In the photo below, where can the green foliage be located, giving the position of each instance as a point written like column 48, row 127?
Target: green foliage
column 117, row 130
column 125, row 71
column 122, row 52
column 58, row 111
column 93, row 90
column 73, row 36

[INSTRUCTION]:
Repeat every line of the entries above verbatim, changing nothing.

[SOLUTION]:
In the photo below, where can the green foliage be located, giving the position of each instance as a point written like column 48, row 127?
Target: green foliage
column 117, row 130
column 125, row 71
column 122, row 52
column 58, row 111
column 93, row 90
column 73, row 36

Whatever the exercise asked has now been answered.